» Problems and tasks:
**1)** Rewrite the sunglasses bargaining story from "When we get" to "puppy eyes look.", putting "glass cleaner" in place of "window cleaner".
**2)** Carry the sunglasses bargaining story forward from its last sentence.

» Excerpt to read:
---
So I stop at this corner shop and check out the sunglasses displayed outside, but they seem to have survived every rain here since spring, covered in layer upon layer of white and red dust turned to mud by the rain, dried by the sun, wiped by the wind and so on, again and again. So I think they must be fairly cheap. I am running out of money, but my eyes are not happy at all, so I’m looking for a pair I can afford.

When the shop keeper comes, a dark haired man, mustache, black leather jacket, hands stuffed in his pockets, he hits me with the 20 lira price. And I am too polite to turn my back and just walk away. And my eyes hurt. So I manage to choose a pair and ask him to wash them so I can get a better idea of their real condition.

When we get into the shop, he sprays window cleaner on them and starts rubbing them with a soft cloth. I cringe at the sight and look around the shop, trying to feel more comfortable.

“I think they should be washed, really… And I think 10 lira would be enough. I mean, they are dirty and scratched. And it’s winter…”

“Maybe I would make it 15 lira, but not if you say like that”, he replies giving me his most expert puppy eyes look.

I smile, giving him my most penetrating look, stripping him naked of all the pretense.

“I’m sorry”, I continue. “I mean no offence. Really, look at them. I am just stating the obvious. And it’s off season. No one buys sunglasses anymore.”

“It’s all right”, he answers smugly, “I’ll sell them next year.”

“In this condition? OK…” I answer and let him continue rubbing them as I continue looking around the selves.

“You have a really nice shop.”

“Thank you.” he replies and I feel him softening up.

“Have you had it for long?” I insist.

“The building? Forty-five years. Family business.”

“Wow, a long time. That’s nice.”

He then hands me the sunglasses, proud of his work. I pick them up, turning them in my hands unsatisfied with the result.
---
» Listed records:
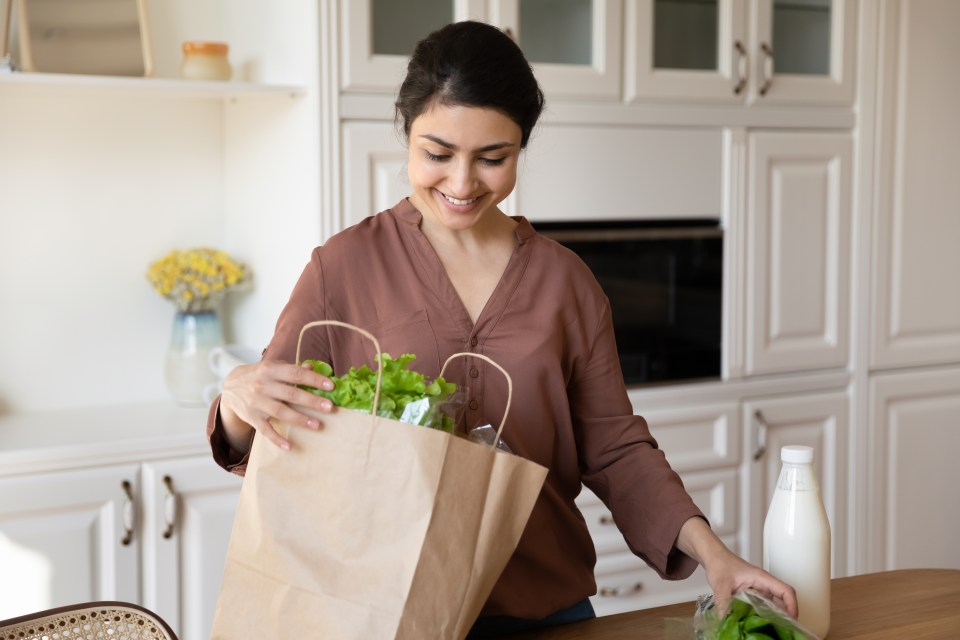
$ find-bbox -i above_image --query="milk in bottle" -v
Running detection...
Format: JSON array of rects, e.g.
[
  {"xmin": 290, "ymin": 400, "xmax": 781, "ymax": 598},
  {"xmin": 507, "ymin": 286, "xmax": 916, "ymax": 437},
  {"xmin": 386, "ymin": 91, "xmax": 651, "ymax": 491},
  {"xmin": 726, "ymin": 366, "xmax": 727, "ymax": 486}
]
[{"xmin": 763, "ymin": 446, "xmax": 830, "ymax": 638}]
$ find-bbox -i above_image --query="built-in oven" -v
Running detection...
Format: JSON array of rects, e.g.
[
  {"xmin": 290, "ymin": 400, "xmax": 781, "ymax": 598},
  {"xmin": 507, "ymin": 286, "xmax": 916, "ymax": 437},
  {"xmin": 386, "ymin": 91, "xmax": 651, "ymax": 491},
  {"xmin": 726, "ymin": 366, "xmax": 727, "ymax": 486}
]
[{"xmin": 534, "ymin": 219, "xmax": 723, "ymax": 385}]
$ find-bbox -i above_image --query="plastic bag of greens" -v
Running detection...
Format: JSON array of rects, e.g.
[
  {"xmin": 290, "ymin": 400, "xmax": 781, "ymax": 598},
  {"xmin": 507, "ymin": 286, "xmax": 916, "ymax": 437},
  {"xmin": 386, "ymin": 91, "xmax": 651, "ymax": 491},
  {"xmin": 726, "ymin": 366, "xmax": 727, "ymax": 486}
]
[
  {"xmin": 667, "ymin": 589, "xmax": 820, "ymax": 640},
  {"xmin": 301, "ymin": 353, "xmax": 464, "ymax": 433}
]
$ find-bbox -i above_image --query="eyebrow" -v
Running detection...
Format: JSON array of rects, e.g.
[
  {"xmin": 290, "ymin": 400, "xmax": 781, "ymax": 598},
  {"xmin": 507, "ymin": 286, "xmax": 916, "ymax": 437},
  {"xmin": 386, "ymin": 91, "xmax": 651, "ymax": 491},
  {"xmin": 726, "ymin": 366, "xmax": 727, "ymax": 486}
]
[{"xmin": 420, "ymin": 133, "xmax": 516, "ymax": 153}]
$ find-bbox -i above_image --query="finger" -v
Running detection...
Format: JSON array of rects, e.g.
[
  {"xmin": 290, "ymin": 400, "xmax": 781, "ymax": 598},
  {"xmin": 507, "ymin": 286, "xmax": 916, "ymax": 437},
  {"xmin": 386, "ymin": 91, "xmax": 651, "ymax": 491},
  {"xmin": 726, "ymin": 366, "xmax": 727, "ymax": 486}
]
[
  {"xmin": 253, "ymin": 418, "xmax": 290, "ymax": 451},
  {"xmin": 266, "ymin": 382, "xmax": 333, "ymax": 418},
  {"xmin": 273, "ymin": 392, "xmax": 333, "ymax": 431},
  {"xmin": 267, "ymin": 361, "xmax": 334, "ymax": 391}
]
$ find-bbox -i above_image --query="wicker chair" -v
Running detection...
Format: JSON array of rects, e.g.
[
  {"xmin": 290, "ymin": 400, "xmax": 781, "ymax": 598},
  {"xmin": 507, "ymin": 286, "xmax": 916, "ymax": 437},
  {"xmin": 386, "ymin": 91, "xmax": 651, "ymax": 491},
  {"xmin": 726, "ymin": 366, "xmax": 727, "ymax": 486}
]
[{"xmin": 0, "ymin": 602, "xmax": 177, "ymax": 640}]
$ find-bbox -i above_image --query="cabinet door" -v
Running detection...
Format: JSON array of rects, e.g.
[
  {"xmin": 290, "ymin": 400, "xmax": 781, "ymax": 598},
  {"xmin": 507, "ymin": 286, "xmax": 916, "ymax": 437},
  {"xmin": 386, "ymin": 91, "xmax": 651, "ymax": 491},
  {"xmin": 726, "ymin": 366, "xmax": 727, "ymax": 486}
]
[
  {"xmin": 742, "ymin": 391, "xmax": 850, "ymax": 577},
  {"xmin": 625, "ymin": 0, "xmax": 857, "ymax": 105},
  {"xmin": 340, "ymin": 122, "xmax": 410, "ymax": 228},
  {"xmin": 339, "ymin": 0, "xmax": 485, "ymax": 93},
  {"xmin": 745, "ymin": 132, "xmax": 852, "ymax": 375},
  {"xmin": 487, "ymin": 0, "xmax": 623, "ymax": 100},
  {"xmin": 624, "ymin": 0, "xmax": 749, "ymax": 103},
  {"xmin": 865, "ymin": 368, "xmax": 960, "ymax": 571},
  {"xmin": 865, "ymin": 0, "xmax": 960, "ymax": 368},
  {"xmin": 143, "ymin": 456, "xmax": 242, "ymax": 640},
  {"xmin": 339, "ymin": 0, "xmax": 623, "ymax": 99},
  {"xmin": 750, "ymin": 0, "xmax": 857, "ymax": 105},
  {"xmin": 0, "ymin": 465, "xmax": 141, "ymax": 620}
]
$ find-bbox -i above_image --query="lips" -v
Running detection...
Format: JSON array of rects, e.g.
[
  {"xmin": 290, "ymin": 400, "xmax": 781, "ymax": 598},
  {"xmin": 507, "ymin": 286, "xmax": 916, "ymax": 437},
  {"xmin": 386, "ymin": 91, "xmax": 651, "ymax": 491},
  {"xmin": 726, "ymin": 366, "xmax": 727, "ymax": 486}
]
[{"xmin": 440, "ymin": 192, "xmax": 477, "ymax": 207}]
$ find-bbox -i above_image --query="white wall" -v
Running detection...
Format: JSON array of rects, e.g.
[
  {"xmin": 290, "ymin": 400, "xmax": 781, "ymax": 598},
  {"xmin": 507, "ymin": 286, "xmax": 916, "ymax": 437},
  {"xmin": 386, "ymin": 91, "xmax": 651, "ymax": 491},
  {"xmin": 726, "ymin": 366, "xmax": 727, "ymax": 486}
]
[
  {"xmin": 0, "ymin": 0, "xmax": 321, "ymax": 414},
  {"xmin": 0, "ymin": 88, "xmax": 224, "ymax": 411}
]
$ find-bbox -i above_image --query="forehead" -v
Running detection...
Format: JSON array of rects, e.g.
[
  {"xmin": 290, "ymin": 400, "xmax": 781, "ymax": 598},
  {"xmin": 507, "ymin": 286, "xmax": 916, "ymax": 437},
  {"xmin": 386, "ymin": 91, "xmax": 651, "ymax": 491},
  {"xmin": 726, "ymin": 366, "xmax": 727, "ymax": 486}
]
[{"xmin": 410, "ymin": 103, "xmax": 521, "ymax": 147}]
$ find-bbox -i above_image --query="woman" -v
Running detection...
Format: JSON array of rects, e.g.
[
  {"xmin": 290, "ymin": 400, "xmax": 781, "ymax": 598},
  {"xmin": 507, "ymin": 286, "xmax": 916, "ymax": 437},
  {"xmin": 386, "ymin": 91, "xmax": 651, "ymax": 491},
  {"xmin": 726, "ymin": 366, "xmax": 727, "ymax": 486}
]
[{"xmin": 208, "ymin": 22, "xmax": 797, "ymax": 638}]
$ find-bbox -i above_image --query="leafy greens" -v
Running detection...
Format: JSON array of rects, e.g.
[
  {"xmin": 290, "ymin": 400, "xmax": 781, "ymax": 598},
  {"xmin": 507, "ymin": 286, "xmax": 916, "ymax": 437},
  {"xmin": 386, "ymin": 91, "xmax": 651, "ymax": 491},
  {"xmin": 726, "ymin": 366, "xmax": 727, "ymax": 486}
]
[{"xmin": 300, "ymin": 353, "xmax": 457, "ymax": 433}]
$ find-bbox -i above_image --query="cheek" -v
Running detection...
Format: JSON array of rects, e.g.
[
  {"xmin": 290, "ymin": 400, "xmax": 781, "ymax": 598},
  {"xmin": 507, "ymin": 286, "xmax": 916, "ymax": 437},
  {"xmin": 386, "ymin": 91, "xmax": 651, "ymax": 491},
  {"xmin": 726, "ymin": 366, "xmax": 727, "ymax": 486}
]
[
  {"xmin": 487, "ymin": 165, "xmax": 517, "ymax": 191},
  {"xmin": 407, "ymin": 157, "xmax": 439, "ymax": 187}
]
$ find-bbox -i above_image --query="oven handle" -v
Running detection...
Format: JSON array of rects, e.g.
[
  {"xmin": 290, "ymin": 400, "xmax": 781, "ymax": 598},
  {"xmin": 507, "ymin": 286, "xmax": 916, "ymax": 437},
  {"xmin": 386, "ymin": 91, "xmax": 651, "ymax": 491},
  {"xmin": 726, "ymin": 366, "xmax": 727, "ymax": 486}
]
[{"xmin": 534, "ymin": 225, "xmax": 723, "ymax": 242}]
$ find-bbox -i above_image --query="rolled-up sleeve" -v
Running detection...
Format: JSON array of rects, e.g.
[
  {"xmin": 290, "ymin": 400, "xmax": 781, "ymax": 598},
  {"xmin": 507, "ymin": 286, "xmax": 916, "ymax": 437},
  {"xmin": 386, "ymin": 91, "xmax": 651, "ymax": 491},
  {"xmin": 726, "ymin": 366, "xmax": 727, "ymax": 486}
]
---
» Outputs in order:
**1)**
When we get into the shop, he sprays glass cleaner on them and starts rubbing them with a soft cloth. I cringe at the sight and look around the shop, trying to feel more comfortable.

“I think they should be washed, really… And I think 10 lira would be enough. I mean, they are dirty and scratched. And it’s winter…”

“Maybe I would make it 15 lira, but not if you say like that”, he replies giving me his most expert puppy eyes look.

**2)**
“Can I?” I ask picking up the cloth myself.

“Of course.” he replies with a frown.

I wipe them again and carefully check them for scratches.

“They’re still dirty. And scratched”, I land the verdict on the glass counter between us.

He moves away from the counter, sighing and picking up a carton box from the lower shelf on the right, places it in front of me and starts shuffling through pairs of brand new sunglasses, clean in their thin plastic covers.

“Oh, the secret stash”, I giggle.

He hands me a pair and then my hands find their own way into the box and I try on several pairs, some just for fun, asking him for his opinion and making him laugh.

Eventually, I narrow it down to two pairs.

“Hmm… Which one should I get? What do you think?”

“This one”, he says, pointing to the pair I’d actually choose.

I decide to play a little longer and try both on alternatively a few times, complaining it’s so hard to decide.  When I see him rolling his eyes, I say I am sorry, forcing him to encourage me to take my time and keep going. Eventually, when I get bored, I choose the ones we both like and hand him 15 lira.

“Do you want tea?” he asks.

“Actually, yes. Why not?” I reply, although I wasn’t planning to.

And I let him lead me to this other room in the shop, where a hot chimney is burning, inviting me to take off my coat and pretend not to notice the satisfaction on his face.

“How nice! I love your chimney!”

He smiles and points to a chair next to the window and I sit down. He pulls a white plastic chair and joins me after pouring tea into a small tulip-shaped glass and handing it to me on a matching square shaped plate.

“Are you travelling alone?” he asks.

“Yes.”

“Why?”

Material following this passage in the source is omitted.